▸ KUTIPAN DOKUMEN:
• • • • •

Bahkan, kini pesantren ikut mendirikan madrasah dan sekolah umum, sehingga pemuda
Islam diberi banyak pilihan. Upaya ini merupakan usaha untuk menata diri
ditengah-tengah realita sosial modern dan kompleks. Pesantren juga telah lebih
berkembang dengan berdirinya perguruan tinggi Islam. Sekolah agama termasuk
madrasah, ditetapkan sebagai model dan sumber pendidikan Nasional yang
berdasarkan UUD 1945. Madrasah sebagai sekolah terbagi menjadi tiga, yakni
1)
Madrasah
Ibtidaiyah Negeri (MIN) setingkat SD lama belajar enam tahun
2)
Madrasah
Tsanawiyah Negeri (MTsN) setingkat SMP lama belajar tiga tahun
3)

• • • • •

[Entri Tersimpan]

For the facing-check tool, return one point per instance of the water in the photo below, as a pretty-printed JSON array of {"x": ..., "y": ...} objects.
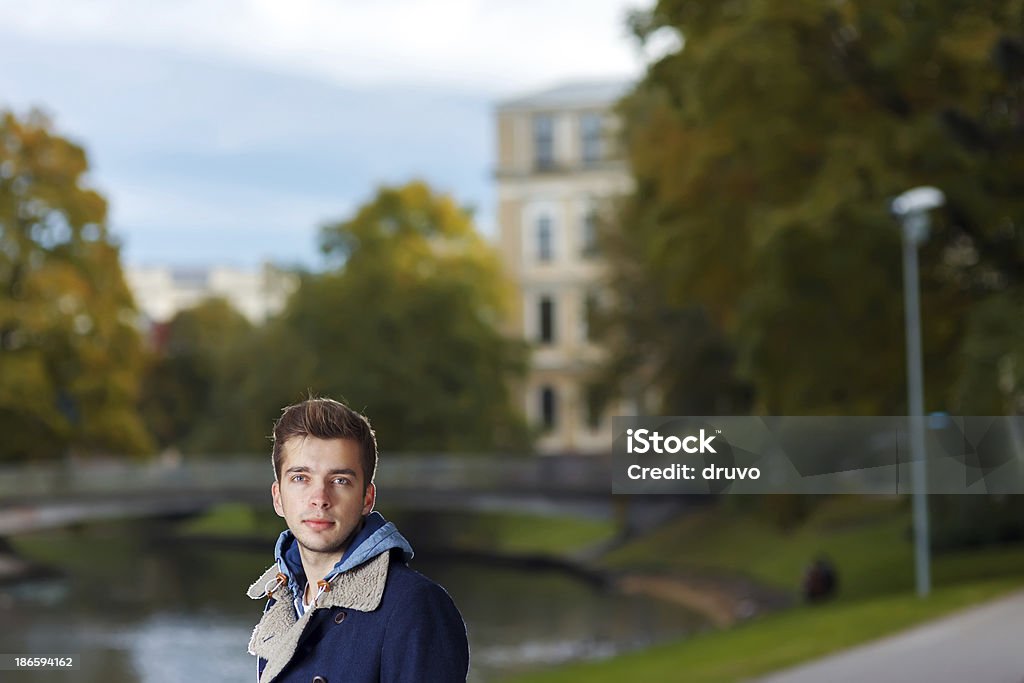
[{"x": 137, "y": 605}]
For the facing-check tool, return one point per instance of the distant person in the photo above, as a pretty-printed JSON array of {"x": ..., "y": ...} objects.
[
  {"x": 820, "y": 581},
  {"x": 343, "y": 604}
]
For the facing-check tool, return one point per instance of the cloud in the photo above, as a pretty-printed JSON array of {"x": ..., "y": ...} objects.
[{"x": 491, "y": 45}]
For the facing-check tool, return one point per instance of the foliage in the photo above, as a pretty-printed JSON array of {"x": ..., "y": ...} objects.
[
  {"x": 183, "y": 374},
  {"x": 70, "y": 353},
  {"x": 765, "y": 154},
  {"x": 403, "y": 328}
]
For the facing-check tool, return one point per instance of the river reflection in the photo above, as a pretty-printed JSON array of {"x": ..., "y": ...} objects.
[{"x": 138, "y": 605}]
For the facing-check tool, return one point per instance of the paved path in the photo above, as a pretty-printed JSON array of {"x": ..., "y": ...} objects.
[{"x": 981, "y": 645}]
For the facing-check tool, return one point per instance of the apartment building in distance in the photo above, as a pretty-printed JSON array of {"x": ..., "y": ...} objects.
[
  {"x": 163, "y": 291},
  {"x": 557, "y": 168}
]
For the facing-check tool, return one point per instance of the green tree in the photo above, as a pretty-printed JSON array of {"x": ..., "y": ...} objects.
[
  {"x": 70, "y": 353},
  {"x": 184, "y": 375},
  {"x": 765, "y": 154},
  {"x": 402, "y": 326}
]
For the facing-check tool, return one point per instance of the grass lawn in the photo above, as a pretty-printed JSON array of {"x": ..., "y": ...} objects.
[
  {"x": 775, "y": 641},
  {"x": 869, "y": 543},
  {"x": 867, "y": 539}
]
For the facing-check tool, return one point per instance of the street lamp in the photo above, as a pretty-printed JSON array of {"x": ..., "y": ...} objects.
[{"x": 911, "y": 209}]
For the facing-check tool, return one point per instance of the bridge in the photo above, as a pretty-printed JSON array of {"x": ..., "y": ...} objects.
[{"x": 38, "y": 497}]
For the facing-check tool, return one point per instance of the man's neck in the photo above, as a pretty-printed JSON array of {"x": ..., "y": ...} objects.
[{"x": 315, "y": 566}]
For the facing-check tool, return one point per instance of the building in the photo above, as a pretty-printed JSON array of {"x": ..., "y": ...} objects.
[
  {"x": 163, "y": 291},
  {"x": 557, "y": 167}
]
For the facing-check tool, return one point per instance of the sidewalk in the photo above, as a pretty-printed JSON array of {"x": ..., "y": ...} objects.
[{"x": 980, "y": 645}]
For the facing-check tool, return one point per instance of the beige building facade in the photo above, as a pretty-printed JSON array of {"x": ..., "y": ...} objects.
[
  {"x": 557, "y": 169},
  {"x": 163, "y": 291}
]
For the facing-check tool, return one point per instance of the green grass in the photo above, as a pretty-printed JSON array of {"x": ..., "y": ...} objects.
[
  {"x": 867, "y": 540},
  {"x": 776, "y": 641}
]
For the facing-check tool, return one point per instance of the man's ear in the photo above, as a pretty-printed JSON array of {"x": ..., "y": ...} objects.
[
  {"x": 369, "y": 499},
  {"x": 275, "y": 495}
]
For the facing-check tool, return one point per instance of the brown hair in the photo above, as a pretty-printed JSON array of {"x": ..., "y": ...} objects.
[{"x": 327, "y": 419}]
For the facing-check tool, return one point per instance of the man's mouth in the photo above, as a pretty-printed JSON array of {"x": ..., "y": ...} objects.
[{"x": 318, "y": 524}]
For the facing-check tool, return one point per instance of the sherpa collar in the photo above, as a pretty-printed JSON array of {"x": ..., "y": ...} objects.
[{"x": 276, "y": 636}]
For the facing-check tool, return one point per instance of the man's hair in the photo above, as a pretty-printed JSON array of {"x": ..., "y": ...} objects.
[{"x": 326, "y": 419}]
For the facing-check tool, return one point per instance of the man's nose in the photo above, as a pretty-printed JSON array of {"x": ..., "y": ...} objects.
[{"x": 320, "y": 499}]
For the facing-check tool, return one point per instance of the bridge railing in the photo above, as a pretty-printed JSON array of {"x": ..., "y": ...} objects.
[{"x": 395, "y": 471}]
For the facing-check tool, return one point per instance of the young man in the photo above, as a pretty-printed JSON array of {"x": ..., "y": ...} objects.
[{"x": 343, "y": 605}]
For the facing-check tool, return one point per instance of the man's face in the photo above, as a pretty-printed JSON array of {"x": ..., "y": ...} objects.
[{"x": 321, "y": 493}]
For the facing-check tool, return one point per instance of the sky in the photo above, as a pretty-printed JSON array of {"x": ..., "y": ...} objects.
[{"x": 228, "y": 131}]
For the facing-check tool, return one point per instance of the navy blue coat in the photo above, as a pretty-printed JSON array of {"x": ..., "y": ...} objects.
[{"x": 380, "y": 623}]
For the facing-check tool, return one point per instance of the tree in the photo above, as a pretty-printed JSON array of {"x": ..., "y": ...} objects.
[
  {"x": 765, "y": 153},
  {"x": 185, "y": 373},
  {"x": 402, "y": 326},
  {"x": 413, "y": 336},
  {"x": 70, "y": 353}
]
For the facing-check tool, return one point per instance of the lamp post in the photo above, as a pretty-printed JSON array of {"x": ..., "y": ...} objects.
[{"x": 911, "y": 209}]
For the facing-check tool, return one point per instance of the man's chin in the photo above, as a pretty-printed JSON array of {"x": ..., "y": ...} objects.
[{"x": 321, "y": 545}]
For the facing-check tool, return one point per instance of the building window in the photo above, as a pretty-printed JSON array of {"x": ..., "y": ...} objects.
[
  {"x": 591, "y": 137},
  {"x": 590, "y": 311},
  {"x": 549, "y": 409},
  {"x": 545, "y": 240},
  {"x": 546, "y": 314},
  {"x": 593, "y": 404},
  {"x": 544, "y": 140},
  {"x": 588, "y": 240}
]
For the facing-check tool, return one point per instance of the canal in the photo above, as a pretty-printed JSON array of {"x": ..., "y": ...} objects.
[{"x": 138, "y": 603}]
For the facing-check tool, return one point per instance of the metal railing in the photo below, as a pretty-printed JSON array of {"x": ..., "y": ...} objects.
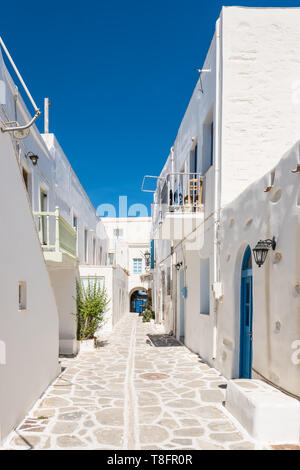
[
  {"x": 55, "y": 233},
  {"x": 183, "y": 192}
]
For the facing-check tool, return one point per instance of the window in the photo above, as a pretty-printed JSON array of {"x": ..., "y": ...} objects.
[
  {"x": 75, "y": 227},
  {"x": 204, "y": 287},
  {"x": 152, "y": 251},
  {"x": 44, "y": 208},
  {"x": 111, "y": 259},
  {"x": 94, "y": 250},
  {"x": 86, "y": 246},
  {"x": 168, "y": 274},
  {"x": 194, "y": 160},
  {"x": 208, "y": 143},
  {"x": 22, "y": 296},
  {"x": 118, "y": 233},
  {"x": 25, "y": 177},
  {"x": 137, "y": 265},
  {"x": 86, "y": 280}
]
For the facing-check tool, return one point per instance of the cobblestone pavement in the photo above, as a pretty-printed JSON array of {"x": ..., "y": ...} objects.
[{"x": 129, "y": 394}]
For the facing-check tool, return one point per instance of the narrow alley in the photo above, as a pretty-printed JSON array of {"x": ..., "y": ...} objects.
[{"x": 138, "y": 390}]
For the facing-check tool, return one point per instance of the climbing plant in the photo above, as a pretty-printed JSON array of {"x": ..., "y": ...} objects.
[{"x": 92, "y": 301}]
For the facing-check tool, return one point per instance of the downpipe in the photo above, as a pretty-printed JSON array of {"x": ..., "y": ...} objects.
[
  {"x": 37, "y": 110},
  {"x": 217, "y": 194}
]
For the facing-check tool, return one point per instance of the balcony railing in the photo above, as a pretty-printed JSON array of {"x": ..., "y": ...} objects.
[
  {"x": 55, "y": 234},
  {"x": 182, "y": 192}
]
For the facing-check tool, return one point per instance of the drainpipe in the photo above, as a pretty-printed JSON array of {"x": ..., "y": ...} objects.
[
  {"x": 37, "y": 111},
  {"x": 217, "y": 195},
  {"x": 174, "y": 301},
  {"x": 46, "y": 115}
]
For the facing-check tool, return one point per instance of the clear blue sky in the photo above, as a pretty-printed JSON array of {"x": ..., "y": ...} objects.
[{"x": 119, "y": 75}]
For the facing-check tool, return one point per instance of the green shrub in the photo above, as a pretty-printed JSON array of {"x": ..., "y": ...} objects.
[
  {"x": 148, "y": 316},
  {"x": 91, "y": 305}
]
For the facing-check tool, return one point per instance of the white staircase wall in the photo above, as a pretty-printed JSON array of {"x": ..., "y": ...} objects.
[{"x": 29, "y": 338}]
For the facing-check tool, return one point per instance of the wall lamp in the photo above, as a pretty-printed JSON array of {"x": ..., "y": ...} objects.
[
  {"x": 178, "y": 266},
  {"x": 147, "y": 256},
  {"x": 261, "y": 250},
  {"x": 34, "y": 158}
]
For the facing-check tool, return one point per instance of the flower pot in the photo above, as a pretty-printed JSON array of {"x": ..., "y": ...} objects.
[{"x": 87, "y": 345}]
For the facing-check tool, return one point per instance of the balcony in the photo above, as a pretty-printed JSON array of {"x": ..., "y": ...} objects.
[
  {"x": 179, "y": 209},
  {"x": 57, "y": 237}
]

• • • • •

Teruskan kutipan tentang pesantren dan madrasah mulai dari titik terakhirnya. Data ini tidak berhubungan dengan kutipan tentang pesantren dan madrasah.

▸ JAWABAN TUGAS:
Madrasah Aliyah
Negeri (MAN) setingkat SMA lama belajar tiga tahun [26]
Sedangkan
untuk tingkatan lanjut, Islam di Indonesia telah memulainya dengan mendirikan
lembaga pendidikan tinggi Islam yang pertama (IMS) di Solo pad atahun 1939.
Kemudian pada tahun 1940 di Jakarta didirikan sebuah Sekolah Tinggi Islam, dan
setelah perpeindahannya ke Yogyakarta pad atahun 1948 namanya diubah menjadi
Universitas Islam Indonesia (UII). [27] Salah
satu Fakultas di UII berubah menjadi PTAIN (Perguruan Tinggi Agama Islam
Negeri). Dijakarta dibuka ADIA (Akademi Dinas Ilmu Agama), pada bulan Mei 1960
Departemen Agama menggabungkan PTAIN dengan ADIA menjadi IAIN.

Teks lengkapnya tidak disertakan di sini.